A new report from the Digital Marketing Institute identifies a number of challenges for digital marketers leading up to the year 2020, with three of the top five—pace of technological change, recruiting the right talent, and skills shortages—focusing on employee expertise.

“Businesses need people who are going to not only just be able to perform in the job, but understand the business opportunity. It’s not enough to say that I’m skilled; people have to be able to perform. We’re hearing and we’re validating the gap between people understanding digital capabilities and digital trends and the ability to…make the impact for their business to drive revenue, drive engagement, which is of course full of metrics and measurables,” says John Hurley, global brand and customer experience director at Digital Marketing Institute. This requires “responsibility and accountability in house,” he adds, as well as possibly “paying a price premium to a third-party agency.”

The report finds that 54 percent of CMOs and senior marketers are struggling to keep pace with technological change and expressed concern about how their department and organization would manage it. Organizations that can’t keep up risk losing revenue and market share to competitors that are further along in digital transformation, or that are entering the market as digital-only entities to begin with, complete with appropriately skilled staff, the report notes. Lagging organizations also are at risk of losing customers to competitors that harness technology to craft superior customer experiences.

When it comes to recruiting the right talent, the report states that marketing leaders are “acutely aware of” the need for new skill sets in the face of a changing digital marketing landscape. According to the report, 82 percent of CMOs and senior marketers agreed with the statement “Our organization needs to invest more in staff training and development.” With this in mind, the report asserts that the majority of organizations do not feel prepared for digital transformation and believe that their workforces lack key skills. Noting that retraining a marketing team takes time, the report suggests that companies begin by taking an inventory of the current skill sets in their marketing departments and thinking about which ones they will need going forward.

- **Set exercise a**
Using the digital marketing article, answer each question on its own line:
(i) What percentage of CMOs and senior marketers are struggling to keep pace with technological change?
(ii) What is John Hurley's job title?
(iii) What does the report suggest companies do first when retraining a marketing team?

- **Dataset records**
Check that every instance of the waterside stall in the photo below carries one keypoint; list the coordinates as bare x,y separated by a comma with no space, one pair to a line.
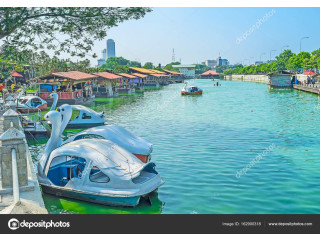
139,81
175,77
126,85
72,87
280,79
105,85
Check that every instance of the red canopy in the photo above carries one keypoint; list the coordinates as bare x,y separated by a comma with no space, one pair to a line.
309,73
15,74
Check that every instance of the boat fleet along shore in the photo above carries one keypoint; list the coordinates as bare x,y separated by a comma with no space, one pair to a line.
104,164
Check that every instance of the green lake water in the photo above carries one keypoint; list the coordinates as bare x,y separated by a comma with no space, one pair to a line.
201,142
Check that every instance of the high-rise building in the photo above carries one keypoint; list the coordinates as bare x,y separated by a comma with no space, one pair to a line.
222,62
104,54
211,63
111,48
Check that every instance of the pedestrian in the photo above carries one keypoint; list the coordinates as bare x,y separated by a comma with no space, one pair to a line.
1,89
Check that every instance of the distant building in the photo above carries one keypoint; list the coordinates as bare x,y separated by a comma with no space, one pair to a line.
211,63
111,48
104,54
222,62
102,60
187,70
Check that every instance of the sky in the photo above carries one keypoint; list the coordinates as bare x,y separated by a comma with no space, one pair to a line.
199,34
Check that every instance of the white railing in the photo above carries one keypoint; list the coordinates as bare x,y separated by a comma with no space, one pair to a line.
15,180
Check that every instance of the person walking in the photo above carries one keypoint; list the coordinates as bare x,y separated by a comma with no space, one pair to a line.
1,89
308,79
313,81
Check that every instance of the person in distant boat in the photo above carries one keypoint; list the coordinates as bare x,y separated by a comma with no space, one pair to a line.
1,88
313,80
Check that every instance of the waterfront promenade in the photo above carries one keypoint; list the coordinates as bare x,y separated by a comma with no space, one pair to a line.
26,198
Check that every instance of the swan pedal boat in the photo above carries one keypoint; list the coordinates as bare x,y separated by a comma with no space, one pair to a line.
191,90
94,170
138,146
87,118
27,104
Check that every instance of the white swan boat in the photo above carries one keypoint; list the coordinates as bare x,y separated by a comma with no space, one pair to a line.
94,170
26,104
85,118
138,146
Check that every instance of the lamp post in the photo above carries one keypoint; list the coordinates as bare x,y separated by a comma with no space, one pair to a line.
271,53
301,41
284,47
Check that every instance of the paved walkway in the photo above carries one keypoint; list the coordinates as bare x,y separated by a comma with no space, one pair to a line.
31,201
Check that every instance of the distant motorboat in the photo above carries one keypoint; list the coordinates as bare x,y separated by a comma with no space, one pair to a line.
191,90
94,170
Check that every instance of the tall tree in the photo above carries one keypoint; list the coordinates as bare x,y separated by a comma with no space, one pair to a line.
62,29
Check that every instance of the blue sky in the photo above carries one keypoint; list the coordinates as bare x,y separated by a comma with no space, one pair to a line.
198,34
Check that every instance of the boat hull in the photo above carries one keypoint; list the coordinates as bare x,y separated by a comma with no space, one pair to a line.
93,198
42,107
143,158
194,93
83,125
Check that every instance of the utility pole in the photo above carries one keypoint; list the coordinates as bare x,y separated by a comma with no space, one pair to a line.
173,56
271,53
301,41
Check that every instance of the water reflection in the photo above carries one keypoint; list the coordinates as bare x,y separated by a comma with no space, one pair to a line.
56,205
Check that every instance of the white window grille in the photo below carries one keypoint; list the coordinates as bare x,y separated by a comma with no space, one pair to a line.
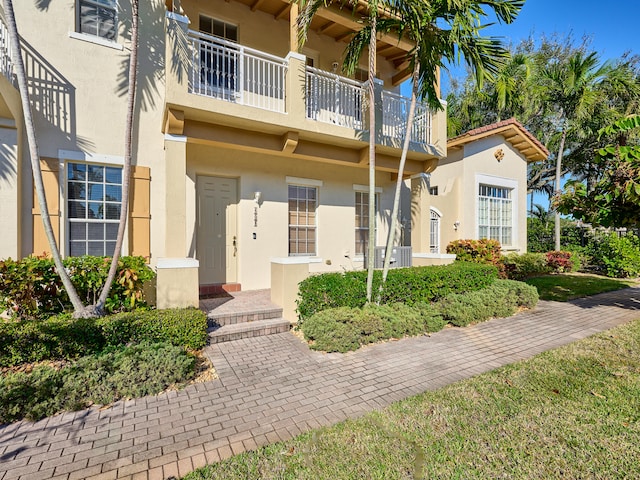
99,18
303,202
495,214
94,200
434,233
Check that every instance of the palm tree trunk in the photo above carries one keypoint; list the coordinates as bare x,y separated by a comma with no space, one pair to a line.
372,157
396,199
18,65
126,171
558,188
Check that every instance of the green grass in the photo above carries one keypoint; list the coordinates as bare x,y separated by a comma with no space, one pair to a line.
569,413
574,285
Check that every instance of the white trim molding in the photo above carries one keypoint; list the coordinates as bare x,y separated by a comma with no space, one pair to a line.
307,182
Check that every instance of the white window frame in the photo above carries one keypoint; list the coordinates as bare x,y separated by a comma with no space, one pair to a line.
500,182
434,214
88,36
305,183
69,156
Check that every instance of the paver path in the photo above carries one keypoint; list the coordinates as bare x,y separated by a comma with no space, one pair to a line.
272,388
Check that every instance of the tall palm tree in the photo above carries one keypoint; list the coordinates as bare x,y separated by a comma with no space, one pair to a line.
21,77
440,30
571,89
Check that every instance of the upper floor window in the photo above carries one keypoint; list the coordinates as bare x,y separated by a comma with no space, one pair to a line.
99,18
495,213
94,200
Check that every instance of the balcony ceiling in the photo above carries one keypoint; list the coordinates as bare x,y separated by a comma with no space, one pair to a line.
339,24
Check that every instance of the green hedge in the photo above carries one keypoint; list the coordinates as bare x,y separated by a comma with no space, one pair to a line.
31,288
127,372
345,329
65,338
404,285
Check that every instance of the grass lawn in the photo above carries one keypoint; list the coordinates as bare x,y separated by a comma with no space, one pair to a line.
569,413
568,286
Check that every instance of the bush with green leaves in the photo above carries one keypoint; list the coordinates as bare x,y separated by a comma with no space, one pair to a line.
501,299
404,285
31,288
527,265
346,328
126,372
616,256
65,338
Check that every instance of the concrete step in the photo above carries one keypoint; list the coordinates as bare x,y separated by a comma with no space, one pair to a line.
257,328
250,315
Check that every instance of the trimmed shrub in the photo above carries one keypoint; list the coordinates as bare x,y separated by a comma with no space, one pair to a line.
404,285
179,327
65,338
499,300
616,256
559,261
127,372
518,267
483,251
30,288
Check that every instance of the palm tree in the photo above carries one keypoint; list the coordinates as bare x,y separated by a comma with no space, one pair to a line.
426,24
18,66
80,310
571,89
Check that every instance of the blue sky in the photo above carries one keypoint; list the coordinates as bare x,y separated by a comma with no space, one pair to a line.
612,25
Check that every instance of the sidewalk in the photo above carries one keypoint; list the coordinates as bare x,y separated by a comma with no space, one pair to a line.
272,388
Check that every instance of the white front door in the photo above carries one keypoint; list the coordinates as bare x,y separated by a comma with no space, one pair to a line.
217,248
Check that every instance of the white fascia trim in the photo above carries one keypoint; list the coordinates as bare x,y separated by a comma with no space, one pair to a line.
76,155
295,260
178,18
365,188
434,255
95,39
311,182
296,55
169,263
175,138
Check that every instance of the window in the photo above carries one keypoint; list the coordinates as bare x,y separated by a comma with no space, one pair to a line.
303,202
99,18
362,222
434,232
94,200
219,60
495,213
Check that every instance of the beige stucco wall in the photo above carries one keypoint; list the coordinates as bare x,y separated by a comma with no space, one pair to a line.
83,105
268,174
457,178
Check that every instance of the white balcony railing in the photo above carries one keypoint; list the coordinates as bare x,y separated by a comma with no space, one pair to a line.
395,110
6,67
334,99
231,72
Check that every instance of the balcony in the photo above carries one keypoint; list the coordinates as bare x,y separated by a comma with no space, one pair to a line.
245,89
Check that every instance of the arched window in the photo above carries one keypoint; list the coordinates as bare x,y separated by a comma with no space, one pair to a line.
434,242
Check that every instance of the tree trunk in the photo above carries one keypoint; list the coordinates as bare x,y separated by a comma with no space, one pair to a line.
126,171
18,66
558,188
396,199
372,157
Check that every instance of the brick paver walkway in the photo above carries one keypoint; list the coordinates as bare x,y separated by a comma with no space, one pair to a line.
272,388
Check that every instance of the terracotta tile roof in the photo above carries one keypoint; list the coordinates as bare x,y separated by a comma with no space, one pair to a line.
510,124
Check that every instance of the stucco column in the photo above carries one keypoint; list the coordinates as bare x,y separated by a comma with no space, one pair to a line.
177,280
420,214
10,198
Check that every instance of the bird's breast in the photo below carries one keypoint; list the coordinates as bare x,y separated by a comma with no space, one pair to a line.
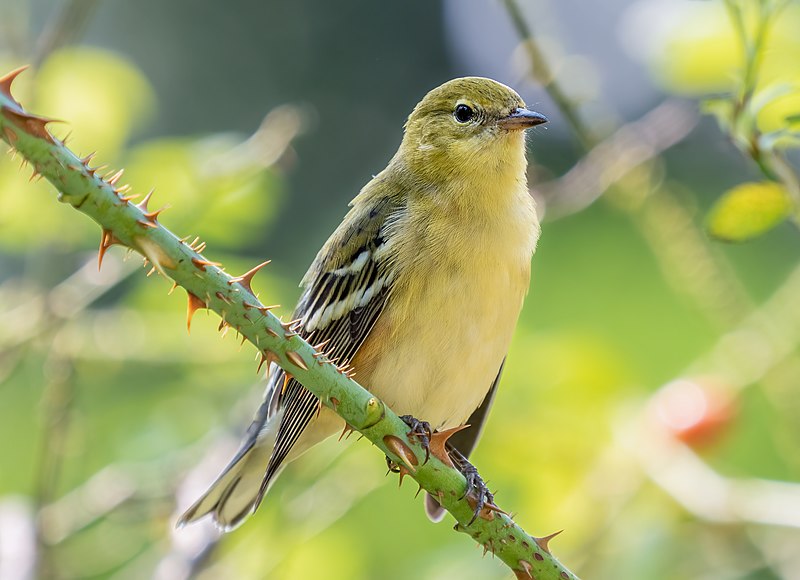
439,344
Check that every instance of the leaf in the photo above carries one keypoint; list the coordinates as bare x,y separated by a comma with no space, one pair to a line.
781,139
748,210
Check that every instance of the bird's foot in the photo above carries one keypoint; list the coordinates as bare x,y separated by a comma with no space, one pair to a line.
421,431
476,491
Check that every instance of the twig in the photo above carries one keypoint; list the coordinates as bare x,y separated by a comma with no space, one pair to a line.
137,227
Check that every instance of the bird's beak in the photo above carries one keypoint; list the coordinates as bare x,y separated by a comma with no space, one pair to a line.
522,119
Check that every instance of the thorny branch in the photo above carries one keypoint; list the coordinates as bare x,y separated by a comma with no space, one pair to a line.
136,226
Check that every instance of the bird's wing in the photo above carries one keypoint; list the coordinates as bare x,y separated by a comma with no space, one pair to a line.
466,440
346,289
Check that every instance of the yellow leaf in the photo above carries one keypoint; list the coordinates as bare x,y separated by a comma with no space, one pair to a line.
748,210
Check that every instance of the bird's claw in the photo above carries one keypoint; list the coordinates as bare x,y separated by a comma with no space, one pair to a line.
421,431
476,487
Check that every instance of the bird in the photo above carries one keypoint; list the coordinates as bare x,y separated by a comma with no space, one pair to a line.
418,290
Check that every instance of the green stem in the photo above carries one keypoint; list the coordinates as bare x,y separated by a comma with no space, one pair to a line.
209,286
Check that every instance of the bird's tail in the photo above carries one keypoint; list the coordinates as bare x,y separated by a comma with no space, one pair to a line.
239,489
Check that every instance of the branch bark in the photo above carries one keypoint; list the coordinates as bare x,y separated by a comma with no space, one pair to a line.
137,227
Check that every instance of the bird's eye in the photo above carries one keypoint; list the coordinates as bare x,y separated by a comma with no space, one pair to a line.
463,114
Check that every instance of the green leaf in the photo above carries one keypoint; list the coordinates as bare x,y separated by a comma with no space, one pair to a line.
748,210
780,139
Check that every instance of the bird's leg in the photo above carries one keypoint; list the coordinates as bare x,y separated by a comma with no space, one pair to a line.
421,431
475,484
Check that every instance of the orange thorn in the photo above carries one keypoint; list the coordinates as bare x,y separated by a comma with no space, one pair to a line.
7,80
11,137
31,124
438,441
107,240
194,304
142,205
202,264
544,542
321,345
153,215
296,359
247,278
115,178
268,357
222,297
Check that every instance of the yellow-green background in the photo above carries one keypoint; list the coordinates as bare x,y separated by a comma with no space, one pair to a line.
117,401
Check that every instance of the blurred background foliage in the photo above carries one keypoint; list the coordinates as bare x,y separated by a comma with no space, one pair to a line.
650,402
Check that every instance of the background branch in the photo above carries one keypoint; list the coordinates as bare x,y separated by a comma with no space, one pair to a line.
137,227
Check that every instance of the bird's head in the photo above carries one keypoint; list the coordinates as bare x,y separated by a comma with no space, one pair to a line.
468,124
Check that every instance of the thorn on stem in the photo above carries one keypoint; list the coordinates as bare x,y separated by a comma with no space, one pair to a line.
247,278
194,305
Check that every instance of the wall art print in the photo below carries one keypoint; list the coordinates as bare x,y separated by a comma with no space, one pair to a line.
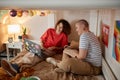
116,41
105,34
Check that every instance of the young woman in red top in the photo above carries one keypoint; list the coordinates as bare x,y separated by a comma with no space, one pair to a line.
54,40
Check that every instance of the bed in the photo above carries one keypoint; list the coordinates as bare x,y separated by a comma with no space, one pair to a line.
45,71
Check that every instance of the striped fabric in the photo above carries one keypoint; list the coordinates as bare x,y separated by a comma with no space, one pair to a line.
90,42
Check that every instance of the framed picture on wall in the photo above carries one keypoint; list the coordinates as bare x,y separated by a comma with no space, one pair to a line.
105,34
116,41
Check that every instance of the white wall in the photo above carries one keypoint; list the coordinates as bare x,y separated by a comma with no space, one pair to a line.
71,16
94,17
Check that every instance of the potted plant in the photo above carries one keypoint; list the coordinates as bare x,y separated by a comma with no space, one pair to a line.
24,35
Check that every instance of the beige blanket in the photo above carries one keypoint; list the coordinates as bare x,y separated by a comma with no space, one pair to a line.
45,71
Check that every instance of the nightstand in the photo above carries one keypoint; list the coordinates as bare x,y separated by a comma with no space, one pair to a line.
13,45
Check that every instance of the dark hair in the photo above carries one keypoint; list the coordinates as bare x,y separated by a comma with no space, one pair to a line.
83,21
66,26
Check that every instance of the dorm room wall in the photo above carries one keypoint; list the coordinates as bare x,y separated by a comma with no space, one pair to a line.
94,17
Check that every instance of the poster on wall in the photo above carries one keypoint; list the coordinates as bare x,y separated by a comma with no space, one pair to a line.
116,41
105,34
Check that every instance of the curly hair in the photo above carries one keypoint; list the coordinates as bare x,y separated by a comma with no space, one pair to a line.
66,26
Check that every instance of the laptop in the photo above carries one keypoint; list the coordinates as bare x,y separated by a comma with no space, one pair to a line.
34,47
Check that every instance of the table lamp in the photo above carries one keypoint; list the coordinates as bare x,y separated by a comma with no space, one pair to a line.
13,29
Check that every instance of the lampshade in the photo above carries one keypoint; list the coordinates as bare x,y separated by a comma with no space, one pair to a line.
13,28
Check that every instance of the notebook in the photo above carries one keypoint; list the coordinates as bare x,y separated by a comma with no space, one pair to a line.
34,47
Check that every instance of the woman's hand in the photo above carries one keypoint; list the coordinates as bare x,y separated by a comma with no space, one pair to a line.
52,48
71,52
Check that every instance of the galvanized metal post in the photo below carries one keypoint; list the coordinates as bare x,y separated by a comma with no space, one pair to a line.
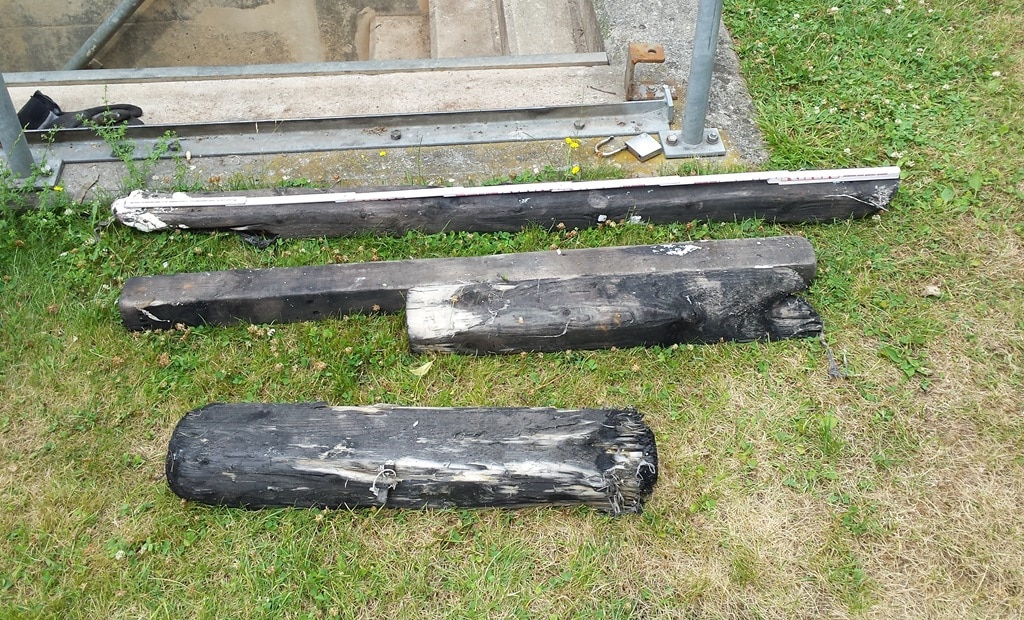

- **Set exercise b**
Count how many lines in the listing contain the word "stucco", and reply with the number alone.

- **Full output a**
(i) 54 percent
(ii) Global brand and customer experience director at Digital Marketing Institute
(iii) Take an inventory of the current skill sets in their marketing departments and think about which ones they will need going forward

- **Full output b**
2